** SOURCE EXCERPT **
■ ■ ■ ■ ■ ■ ■

Thesis Summary
My thesis investigates the mining of sequential data in order to
(1) provide interesting patterns by considering contextual
information, and
(2) exploit such patterns for other tasks such
as classification, prediction or anomaly detection.
The first part of this thesis aims at considering contextual information
associated with data during the frequent pattern mining process, in
order to provide the expert with patterns that are representative of
a context. Existing work prior to this thesis could not reveal that some patterns strongly depend on context. We thus
provide the notion of contextual frequent pattern, where a pattern is
associated with a context. In addition, we generalize the notion of
contextual pattern to various interestingness measures (other than frequency):
information gain, growth rate, etc. In both cases, we unveil and exploit
some essential theoretical properties of contextual patterns and provide
efficient algorithms.
The second part of this work concerns the use of contextual patterns to
address various data mining tasks. We mainly focus here on sequential
data in order to perform pattern-based classification, prediction and
anomaly detection. Being able to consider contextual information is here
of great help. For instance, contextual patterns can highlight the fact that a behavior that is considered as anomalous
in
summer can be considered as normal in
winter. It is
therefore absolutely necessary to understand what is changing according
to the context.
Our approaches have been experimented on various real-world datasets and
have been showed to be efficient in practical applications.
Current version of the PhD thesis here (in French)
My topics
- Frequent pattern mining
- Context-aware patterns
- Pattern-based applications (classification, prediction, anomaly detection)
- Sensor data mining
- Sequential data mining

■ ■ ■ ■ ■ ■ ■

** EXTRACTED ENTRIES **
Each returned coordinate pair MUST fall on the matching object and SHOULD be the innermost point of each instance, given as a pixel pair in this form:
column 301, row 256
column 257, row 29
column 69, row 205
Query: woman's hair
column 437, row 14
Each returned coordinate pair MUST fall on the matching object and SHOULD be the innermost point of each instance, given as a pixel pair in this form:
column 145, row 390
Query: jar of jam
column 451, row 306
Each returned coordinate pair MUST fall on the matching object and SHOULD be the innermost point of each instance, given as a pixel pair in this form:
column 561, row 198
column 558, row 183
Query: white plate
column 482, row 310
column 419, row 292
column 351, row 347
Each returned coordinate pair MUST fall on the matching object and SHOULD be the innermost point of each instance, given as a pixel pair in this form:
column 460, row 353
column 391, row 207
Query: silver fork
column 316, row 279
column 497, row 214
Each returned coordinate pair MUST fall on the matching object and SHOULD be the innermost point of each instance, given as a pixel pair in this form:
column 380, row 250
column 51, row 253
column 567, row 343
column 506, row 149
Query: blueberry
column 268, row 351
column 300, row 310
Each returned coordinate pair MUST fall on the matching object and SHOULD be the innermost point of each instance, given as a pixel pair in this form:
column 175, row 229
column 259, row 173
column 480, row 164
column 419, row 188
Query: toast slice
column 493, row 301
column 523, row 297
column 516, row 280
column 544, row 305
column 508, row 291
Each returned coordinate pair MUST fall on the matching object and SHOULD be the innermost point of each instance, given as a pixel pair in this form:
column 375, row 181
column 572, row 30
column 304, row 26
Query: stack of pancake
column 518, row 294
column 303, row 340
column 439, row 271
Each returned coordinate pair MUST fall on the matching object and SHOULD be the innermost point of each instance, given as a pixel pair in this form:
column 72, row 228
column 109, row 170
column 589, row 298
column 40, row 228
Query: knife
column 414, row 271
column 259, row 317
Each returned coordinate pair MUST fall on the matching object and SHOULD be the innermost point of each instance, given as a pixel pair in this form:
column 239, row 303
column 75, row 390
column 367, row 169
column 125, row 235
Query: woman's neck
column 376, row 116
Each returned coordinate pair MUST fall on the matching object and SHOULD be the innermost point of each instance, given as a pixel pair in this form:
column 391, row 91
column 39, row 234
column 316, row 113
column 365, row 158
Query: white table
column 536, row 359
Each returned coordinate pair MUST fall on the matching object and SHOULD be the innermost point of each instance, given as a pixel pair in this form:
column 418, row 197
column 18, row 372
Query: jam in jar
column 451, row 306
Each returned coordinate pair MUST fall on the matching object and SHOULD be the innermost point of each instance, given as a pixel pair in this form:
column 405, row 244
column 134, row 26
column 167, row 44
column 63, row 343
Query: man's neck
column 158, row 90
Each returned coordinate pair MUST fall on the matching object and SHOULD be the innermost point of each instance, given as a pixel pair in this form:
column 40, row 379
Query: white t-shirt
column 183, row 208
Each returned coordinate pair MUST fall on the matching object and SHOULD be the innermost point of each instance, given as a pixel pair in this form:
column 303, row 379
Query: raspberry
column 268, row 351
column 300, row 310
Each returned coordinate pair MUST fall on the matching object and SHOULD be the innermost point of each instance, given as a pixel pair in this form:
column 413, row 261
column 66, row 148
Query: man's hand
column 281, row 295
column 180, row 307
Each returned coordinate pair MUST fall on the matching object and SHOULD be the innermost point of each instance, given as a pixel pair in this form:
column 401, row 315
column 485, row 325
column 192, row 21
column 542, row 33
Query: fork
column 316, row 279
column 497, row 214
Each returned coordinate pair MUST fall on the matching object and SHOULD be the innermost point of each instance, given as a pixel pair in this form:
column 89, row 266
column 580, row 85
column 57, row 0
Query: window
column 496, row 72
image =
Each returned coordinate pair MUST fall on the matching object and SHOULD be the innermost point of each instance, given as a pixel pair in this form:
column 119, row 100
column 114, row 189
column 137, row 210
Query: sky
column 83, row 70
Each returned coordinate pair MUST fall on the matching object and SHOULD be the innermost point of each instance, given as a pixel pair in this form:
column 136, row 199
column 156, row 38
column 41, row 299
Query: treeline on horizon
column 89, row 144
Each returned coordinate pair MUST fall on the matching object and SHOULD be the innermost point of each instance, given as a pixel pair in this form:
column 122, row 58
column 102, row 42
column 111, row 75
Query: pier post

■ ■ ■ ■ ■ ■ ■

** AIM **
From the thesis summary, extract the passage starting at "Current version of" and ending at "prediction, anomaly detection)", word for word.

** FULL OUTPUT **
Current version of the PhD thesis here (in French)
My topics
- Frequent pattern mining
- Context-aware patterns
- Pattern-based applications (classification, prediction, anomaly detection)